Teks Acuan:
Jakarta, NU Online
Ketua Fatayat NU Taiwan, Tarnia Tari menceritakan dalam melaksanakan Shalat Idul Fitri di tengah pandemi Covid-19, dilakukan dengan sistem bergelombang. Artinya, pelaksanaanya tidak dijadikan satu dalam satu waktu. Dalam satu gelombang ada sekitar 500 jamaah yang hadir.
"Awalnya kami kisar akan ada lima gelombang ternyata bisa sampai enam gelombang, sehingga ada sekitar 3000 jamaah yang ikut melaksanakan Shalat Id meski secara bergantian," tutur Tarnia saat Silaturahim dan Halal bi Halal secara daring, Ahad (31/5).

(Data ekspresi rujukan berbasis foto)
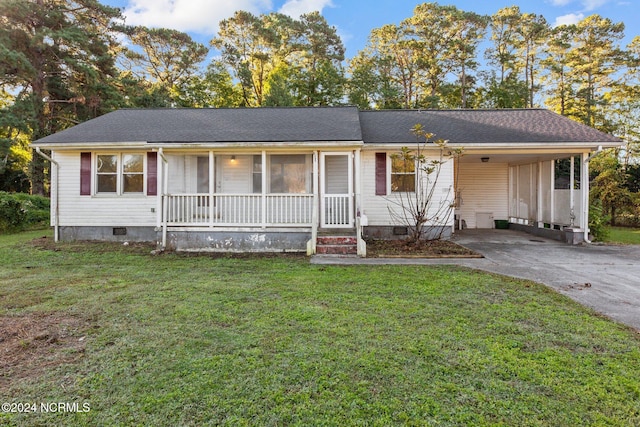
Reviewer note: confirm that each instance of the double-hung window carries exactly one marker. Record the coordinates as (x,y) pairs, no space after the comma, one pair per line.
(121,173)
(403,175)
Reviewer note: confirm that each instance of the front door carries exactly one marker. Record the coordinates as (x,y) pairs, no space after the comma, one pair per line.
(336,189)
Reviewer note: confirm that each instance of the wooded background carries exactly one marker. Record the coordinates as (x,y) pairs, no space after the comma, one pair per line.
(63,62)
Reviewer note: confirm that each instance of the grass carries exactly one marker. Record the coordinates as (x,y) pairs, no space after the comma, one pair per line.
(196,340)
(623,235)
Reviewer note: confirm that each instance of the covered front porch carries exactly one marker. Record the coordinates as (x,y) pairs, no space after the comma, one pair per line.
(269,200)
(542,193)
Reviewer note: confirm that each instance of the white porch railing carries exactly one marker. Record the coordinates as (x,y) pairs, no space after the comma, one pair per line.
(238,210)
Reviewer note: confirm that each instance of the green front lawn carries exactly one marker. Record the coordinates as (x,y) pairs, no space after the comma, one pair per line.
(624,235)
(197,340)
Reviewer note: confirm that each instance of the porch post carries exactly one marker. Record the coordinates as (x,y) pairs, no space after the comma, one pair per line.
(211,187)
(164,195)
(584,188)
(357,184)
(552,182)
(311,246)
(264,189)
(159,180)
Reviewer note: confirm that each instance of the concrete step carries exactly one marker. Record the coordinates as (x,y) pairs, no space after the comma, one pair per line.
(337,249)
(337,240)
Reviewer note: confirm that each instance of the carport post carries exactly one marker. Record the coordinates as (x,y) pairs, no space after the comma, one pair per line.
(539,192)
(572,203)
(584,188)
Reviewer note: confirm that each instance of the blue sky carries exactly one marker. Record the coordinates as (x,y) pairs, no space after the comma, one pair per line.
(355,19)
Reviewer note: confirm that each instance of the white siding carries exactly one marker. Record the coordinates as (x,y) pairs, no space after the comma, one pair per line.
(176,179)
(376,208)
(484,188)
(77,210)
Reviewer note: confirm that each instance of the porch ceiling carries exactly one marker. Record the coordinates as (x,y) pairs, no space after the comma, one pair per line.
(513,158)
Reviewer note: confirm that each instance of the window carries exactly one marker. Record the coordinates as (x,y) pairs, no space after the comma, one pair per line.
(403,175)
(120,173)
(132,173)
(257,173)
(107,173)
(202,180)
(288,173)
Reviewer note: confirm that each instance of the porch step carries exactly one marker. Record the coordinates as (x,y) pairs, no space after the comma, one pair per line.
(337,245)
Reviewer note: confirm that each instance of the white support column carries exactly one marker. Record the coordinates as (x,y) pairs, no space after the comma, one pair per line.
(163,191)
(552,180)
(357,183)
(540,208)
(584,189)
(264,190)
(160,191)
(572,202)
(311,245)
(212,187)
(518,216)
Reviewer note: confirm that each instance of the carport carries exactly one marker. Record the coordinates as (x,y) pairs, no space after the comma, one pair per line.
(536,190)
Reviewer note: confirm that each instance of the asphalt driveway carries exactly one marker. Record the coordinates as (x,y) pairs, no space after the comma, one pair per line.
(603,277)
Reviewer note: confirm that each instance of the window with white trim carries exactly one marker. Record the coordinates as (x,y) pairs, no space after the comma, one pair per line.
(121,173)
(403,175)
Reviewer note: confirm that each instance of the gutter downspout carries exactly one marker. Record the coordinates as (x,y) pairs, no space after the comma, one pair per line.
(56,210)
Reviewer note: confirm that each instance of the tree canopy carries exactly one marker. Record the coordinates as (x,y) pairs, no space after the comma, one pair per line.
(67,61)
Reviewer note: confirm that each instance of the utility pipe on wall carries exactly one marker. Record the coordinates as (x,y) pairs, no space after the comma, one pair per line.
(56,215)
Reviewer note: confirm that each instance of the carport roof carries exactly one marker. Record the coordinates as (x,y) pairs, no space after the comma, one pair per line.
(479,127)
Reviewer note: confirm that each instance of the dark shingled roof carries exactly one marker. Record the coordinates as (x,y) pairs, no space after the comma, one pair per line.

Soal Latihan:
A) Sunting teks acuan dari "Jakarta, NU Online" sampai "jamaah yang hadir.", lalu tulis ulang bagian itu dengan "Shalat Idul Fitri" diganti menjadi "Salat Idulfitri".
B) Tentukan apakah setiap pernyataan berikut sesuai dengan teks acuan. Jawab ya atau tidak, lalu kutip kata-kata teks yang menentukan.
(i) Setiap gelombang Shalat Id dihadiri sekitar 500 jamaah.
(ii) Shalat Id akhirnya dilaksanakan dalam lima gelombang.
(iii) Tarnia Tari bercerita dalam acara Silaturahim dan Halal bi Halal yang digelar secara tatap muka.
C) Menurut teks acuan, berapa jumlah jamaah yang ikut melaksanakan Shalat Id secara bergantian?

Jawaban per Soal:
A)
Jakarta, NU Online
Ketua Fatayat NU Taiwan, Tarnia Tari menceritakan dalam melaksanakan Salat Idulfitri di tengah pandemi Covid-19, dilakukan dengan sistem bergelombang. Artinya, pelaksanaanya tidak dijadikan satu dalam satu waktu. Dalam satu gelombang ada sekitar 500 jamaah yang hadir.

B)
(i) Ya: "Dalam satu gelombang ada sekitar 500 jamaah yang hadir."
(ii) Tidak: "Awalnya kami kisar akan ada lima gelombang ternyata bisa sampai enam gelombang"
(iii) Tidak: "saat Silaturahim dan Halal bi Halal secara daring"

C) Sekitar 3000 jamaah.